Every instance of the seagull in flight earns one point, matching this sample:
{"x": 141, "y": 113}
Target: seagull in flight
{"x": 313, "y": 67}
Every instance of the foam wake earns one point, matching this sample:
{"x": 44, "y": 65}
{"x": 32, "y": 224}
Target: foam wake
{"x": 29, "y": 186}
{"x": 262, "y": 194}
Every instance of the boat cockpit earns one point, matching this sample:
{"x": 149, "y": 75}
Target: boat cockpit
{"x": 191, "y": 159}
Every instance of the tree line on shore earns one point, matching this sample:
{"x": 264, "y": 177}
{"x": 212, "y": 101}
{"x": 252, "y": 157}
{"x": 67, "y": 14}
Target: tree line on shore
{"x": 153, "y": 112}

◆ ◆ ◆

## The request
Could you turn the records, from the line containing "Every instance of the tree" through the end of the records, into a Markdown table with columns headed Row and Line, omitting any blank lines?

## Output for this exercise
| Row | Line |
|---|---|
| 1 | Every instance of the tree line on shore earns one point, matching this sample: |
| 2 | {"x": 264, "y": 177} |
| 3 | {"x": 212, "y": 101} |
| 4 | {"x": 252, "y": 157} |
| 5 | {"x": 67, "y": 14} |
| 6 | Target: tree line on shore |
| 7 | {"x": 153, "y": 112} |